BEGIN Exercise input
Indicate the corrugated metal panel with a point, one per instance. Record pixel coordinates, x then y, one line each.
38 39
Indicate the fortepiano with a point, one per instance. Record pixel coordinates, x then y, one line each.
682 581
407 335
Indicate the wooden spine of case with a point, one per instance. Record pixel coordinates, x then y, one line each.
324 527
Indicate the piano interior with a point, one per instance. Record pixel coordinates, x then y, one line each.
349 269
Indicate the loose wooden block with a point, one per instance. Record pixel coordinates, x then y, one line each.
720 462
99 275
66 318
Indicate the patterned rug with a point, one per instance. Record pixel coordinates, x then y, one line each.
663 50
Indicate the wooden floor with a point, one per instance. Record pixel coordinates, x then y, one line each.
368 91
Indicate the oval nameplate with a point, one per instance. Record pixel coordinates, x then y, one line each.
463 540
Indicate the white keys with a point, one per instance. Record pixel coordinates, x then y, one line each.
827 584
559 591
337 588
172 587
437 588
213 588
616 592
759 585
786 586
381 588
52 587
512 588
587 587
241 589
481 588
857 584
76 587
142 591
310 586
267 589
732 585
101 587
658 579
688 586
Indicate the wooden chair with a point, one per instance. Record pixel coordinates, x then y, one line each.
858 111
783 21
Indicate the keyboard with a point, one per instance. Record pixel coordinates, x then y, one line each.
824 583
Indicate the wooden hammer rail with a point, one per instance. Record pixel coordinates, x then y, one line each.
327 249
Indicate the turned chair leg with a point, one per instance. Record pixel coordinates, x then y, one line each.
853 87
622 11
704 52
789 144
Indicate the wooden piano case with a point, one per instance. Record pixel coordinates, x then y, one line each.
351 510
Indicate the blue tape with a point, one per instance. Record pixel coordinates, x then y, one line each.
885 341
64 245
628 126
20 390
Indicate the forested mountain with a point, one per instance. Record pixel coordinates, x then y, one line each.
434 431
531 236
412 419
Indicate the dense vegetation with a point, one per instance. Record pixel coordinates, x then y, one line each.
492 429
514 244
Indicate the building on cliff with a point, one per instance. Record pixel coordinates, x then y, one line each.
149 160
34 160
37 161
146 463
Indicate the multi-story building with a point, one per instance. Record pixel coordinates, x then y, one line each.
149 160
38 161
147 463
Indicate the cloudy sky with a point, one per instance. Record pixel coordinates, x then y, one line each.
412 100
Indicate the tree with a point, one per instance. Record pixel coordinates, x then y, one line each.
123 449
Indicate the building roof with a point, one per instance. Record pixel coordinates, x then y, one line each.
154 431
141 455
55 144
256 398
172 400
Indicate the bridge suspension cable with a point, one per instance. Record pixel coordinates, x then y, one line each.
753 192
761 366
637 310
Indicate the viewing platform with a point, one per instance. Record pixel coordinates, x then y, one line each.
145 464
END Exercise input
## What is asked
Render all of the data above as a numbered list, one line per item, with blank lines omitted.

## Response for this exercise
1. Indicate the corrugated metal panel with a point, one per instance. Record pixel coordinates, x then y, one line each.
2. 38 39
3. Indicate the fortepiano with a point, one per instance. Record pixel coordinates, x then y, one line each.
4. 682 581
5. 407 335
6. Indicate the wooden spine of case with a point, one per instance. Record pixel coordinates, x then y, one line each.
7. 324 527
8. Indicate the piano interior with a point, one per instance. Record pixel coordinates, x then y, one line each.
9. 349 269
10. Indicate the loose wooden block with a point, one per instance. Record pixel coordinates, x then y, one line each.
11. 720 462
12. 99 275
13. 66 318
14. Indicate the patterned rug with a point, one per instance. Record pixel coordinates, x then y, one line each.
15. 663 50
16. Indicate the wooden floor with a point, one per instance. Record pixel coordinates, x then y, one line each.
17. 368 91
18. Indicate the oval nameplate with a point, one per instance. Record pixel coordinates, x then y, one line each.
19. 463 540
20. Indicate the white keys with a point, one per instance. Record pixel coordinates, x then y, one line each.
21. 827 584
22. 559 591
23. 337 588
24. 172 587
25. 437 588
26. 213 588
27. 616 592
28. 759 585
29. 786 586
30. 381 588
31. 52 587
32. 512 588
33. 587 587
34. 241 589
35. 481 588
36. 857 584
37. 76 587
38. 142 591
39. 310 586
40. 267 589
41. 732 585
42. 101 587
43. 658 579
44. 688 586
45. Indicate the wooden chair with a point, one per instance. Record pixel coordinates, x then y, one line each.
46. 858 111
47. 783 21
48. Indicate the keyboard with a point, one per instance. Record pixel coordinates, x then y, one line each.
49. 824 583
50. Indicate the wooden hammer rail with a point, one per instance. Record pixel coordinates, x then y, one line each.
51. 327 249
52. Indicate the turned chair leg with a point, one per instance. Record pixel coordinates, x then y, one line each.
53. 853 87
54. 622 11
55. 704 52
56. 789 144
57. Indicate the wooden piano case with a point, one per instance. Record pixel coordinates, x then y, one line each.
58. 351 510
59. Indicate the blue tape with a point, one per instance. Record pixel coordinates, x then y, one line each.
60. 885 341
61. 64 245
62. 628 126
63. 20 390
64. Indicate the forested mountain with a point, one per instance. Record pixel coordinates, x then y, one line each.
65. 434 431
66. 531 236
67. 412 419
68. Indicate the dense vegetation with a point, one per instance. Record pixel coordinates, x then y, one line each.
69. 492 429
70. 514 244
71. Indicate the building on cliff with a point, one per instance. Record pixel coordinates, x then y, one line each.
72. 149 160
73. 34 160
74. 37 161
75. 146 463
76. Indicate the multi-story building with a point, one per instance. Record pixel coordinates, x then y, one line each.
77. 149 160
78. 38 161
79. 147 463
80. Indicate the cloudy sky with a point, one per instance. Record pixel coordinates, x then y, one line each.
81. 412 100
82. Indicate the tree with a point, one per instance. Record pixel coordinates, x then y, one line each.
83. 123 449
84. Indicate the building roof with a point, one per instance. Record pixel coordinates, x then y, one line each.
85. 154 431
86. 141 455
87. 55 144
88. 256 398
89. 172 400
90. Indicate the bridge suspension cable with a point, one per instance. Record pixel coordinates, x then y, one line each.
91. 753 192
92. 761 366
93. 637 310
94. Indicate the viewing platform with a point, one per instance. Record pixel coordinates, x then y, one line each.
95. 145 464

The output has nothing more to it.